Start with the first line of the records below. Output each line exactly, ending with the one that contains "point_to MUST place one pin on each instance of the blurred".

Segment Start: Input material

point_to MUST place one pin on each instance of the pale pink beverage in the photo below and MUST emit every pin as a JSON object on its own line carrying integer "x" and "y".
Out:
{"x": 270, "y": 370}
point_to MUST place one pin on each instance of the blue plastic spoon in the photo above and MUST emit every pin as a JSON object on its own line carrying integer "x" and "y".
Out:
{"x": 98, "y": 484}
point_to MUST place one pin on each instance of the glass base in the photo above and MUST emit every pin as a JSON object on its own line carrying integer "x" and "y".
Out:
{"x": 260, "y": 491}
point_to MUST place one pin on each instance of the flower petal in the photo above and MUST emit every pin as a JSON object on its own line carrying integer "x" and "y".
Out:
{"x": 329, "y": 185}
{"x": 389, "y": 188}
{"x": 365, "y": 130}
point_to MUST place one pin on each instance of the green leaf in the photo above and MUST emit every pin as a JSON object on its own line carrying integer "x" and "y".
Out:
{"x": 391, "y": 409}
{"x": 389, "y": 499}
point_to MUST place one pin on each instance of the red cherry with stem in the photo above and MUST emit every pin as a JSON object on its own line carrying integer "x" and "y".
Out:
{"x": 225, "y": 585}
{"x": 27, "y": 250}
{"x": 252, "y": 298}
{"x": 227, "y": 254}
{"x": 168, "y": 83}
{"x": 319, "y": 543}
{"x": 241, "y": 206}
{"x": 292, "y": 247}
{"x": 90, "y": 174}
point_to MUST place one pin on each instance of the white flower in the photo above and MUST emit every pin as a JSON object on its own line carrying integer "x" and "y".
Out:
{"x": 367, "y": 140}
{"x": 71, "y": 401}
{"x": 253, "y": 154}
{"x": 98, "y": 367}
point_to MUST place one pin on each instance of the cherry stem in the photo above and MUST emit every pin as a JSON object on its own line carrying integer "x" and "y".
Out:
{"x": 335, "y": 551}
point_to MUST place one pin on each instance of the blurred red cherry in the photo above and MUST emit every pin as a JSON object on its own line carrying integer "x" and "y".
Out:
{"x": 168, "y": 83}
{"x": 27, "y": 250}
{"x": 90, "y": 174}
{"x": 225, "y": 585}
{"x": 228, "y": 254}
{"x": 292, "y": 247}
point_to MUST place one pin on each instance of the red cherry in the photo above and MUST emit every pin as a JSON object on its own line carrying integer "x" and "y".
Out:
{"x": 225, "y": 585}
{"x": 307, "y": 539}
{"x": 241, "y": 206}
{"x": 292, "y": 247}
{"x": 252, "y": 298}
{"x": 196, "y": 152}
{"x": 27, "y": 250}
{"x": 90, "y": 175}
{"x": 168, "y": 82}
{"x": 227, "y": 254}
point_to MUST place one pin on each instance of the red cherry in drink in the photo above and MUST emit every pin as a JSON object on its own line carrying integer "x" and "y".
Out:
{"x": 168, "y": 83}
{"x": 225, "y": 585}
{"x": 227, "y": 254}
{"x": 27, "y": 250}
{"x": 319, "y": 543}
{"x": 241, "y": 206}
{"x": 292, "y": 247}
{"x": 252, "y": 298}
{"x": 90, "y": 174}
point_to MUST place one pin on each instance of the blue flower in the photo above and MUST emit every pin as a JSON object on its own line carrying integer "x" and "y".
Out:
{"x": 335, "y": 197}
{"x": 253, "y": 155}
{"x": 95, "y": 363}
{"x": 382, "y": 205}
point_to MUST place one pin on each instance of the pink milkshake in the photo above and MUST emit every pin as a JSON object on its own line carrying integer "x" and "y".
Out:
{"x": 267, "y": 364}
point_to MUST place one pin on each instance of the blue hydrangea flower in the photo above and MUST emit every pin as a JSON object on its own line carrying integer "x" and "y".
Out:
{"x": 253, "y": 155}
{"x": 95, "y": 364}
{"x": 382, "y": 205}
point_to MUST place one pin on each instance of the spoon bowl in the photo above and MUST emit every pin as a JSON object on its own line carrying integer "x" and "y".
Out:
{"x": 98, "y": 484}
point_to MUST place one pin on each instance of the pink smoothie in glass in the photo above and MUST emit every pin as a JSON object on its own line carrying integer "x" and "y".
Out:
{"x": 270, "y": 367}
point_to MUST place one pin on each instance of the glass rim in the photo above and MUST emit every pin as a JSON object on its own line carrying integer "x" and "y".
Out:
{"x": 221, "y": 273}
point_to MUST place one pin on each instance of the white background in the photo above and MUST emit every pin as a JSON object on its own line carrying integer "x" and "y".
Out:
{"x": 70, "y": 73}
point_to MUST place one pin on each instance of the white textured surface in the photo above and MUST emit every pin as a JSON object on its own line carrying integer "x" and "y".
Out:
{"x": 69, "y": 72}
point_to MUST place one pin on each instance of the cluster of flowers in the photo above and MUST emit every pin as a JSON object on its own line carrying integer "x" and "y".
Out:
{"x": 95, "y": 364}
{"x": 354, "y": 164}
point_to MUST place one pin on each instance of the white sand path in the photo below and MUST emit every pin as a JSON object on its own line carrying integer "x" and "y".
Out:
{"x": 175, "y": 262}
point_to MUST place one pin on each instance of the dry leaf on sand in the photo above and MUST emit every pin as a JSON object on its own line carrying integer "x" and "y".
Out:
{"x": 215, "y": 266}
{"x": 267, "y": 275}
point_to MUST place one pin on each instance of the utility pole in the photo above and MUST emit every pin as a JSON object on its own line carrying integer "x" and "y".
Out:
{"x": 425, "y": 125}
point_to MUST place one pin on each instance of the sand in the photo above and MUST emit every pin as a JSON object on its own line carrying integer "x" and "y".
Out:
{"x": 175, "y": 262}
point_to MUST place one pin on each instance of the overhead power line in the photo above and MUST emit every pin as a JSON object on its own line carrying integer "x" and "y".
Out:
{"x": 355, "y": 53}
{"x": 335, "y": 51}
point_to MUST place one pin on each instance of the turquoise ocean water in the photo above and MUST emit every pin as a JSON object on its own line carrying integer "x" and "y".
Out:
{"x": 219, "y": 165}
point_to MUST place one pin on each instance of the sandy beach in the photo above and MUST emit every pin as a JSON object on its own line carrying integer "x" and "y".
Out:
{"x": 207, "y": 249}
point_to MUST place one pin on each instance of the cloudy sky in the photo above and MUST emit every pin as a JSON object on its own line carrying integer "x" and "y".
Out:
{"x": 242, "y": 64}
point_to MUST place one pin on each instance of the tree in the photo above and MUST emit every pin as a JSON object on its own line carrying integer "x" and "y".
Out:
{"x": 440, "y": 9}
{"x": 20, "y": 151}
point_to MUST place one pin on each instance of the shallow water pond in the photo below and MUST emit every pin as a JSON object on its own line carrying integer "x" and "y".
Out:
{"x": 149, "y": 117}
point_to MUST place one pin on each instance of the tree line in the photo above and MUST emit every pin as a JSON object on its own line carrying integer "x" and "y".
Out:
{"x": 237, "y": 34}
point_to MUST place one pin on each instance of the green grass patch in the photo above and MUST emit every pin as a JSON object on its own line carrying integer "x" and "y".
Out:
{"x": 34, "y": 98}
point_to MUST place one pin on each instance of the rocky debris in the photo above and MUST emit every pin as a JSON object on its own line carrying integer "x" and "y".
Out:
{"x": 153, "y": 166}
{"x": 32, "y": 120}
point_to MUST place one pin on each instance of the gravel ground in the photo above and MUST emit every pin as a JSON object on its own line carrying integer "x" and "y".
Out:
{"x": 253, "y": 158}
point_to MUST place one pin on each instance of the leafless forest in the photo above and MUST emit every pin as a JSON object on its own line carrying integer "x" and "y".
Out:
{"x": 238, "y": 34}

Segment End: Input material

(Answer for the task):
point_to MUST place one pin on each instance of the pale pink beverage in the photo below and MUST emit every pin as a JSON object on its own line carrying integer "x" and "y".
Out:
{"x": 270, "y": 370}
point_to MUST place one pin on each instance of the blue plastic spoon in the photo above and MUST emit every pin as a JSON object on its own line carrying integer "x" and "y".
Out:
{"x": 98, "y": 484}
point_to MUST place one pin on each instance of the glass base in the photo above and MUST emit every pin as a JSON object on its own line carrying integer "x" and "y".
Out:
{"x": 260, "y": 491}
point_to MUST place one pin on each instance of the flower petal in the photo above and MUST emit every pin as a JSON object on its own line carrying integer "x" and "y".
Out:
{"x": 329, "y": 185}
{"x": 389, "y": 188}
{"x": 365, "y": 130}
point_to MUST place one pin on each instance of the green leaf in the photo above and MUST emit every pin as a JSON object on its own line carrying integer "x" and "y".
Out:
{"x": 391, "y": 409}
{"x": 389, "y": 499}
point_to MUST place one pin on each instance of the red cherry with stem in the photo above and MUST emit every pin as a JSON object on its own line carrying integer "x" and "y".
Out:
{"x": 225, "y": 585}
{"x": 27, "y": 250}
{"x": 252, "y": 298}
{"x": 227, "y": 254}
{"x": 168, "y": 83}
{"x": 319, "y": 543}
{"x": 241, "y": 206}
{"x": 292, "y": 247}
{"x": 90, "y": 174}
point_to MUST place one pin on each instance of the white flower in the photo above and MUST emit every pin as a JSON object on its own line carrying integer "x" and "y".
Out:
{"x": 367, "y": 140}
{"x": 71, "y": 401}
{"x": 253, "y": 154}
{"x": 98, "y": 367}
point_to MUST place one pin on each instance of the cherry stem in the photo above and MUST emit every pin as a JSON object on its own line carrying integer "x" and "y".
Out:
{"x": 335, "y": 551}
point_to MUST place one pin on each instance of the blurred red cherry in the photo above and MUST emit every pin as a JSON object on its own line carrying integer "x" and "y".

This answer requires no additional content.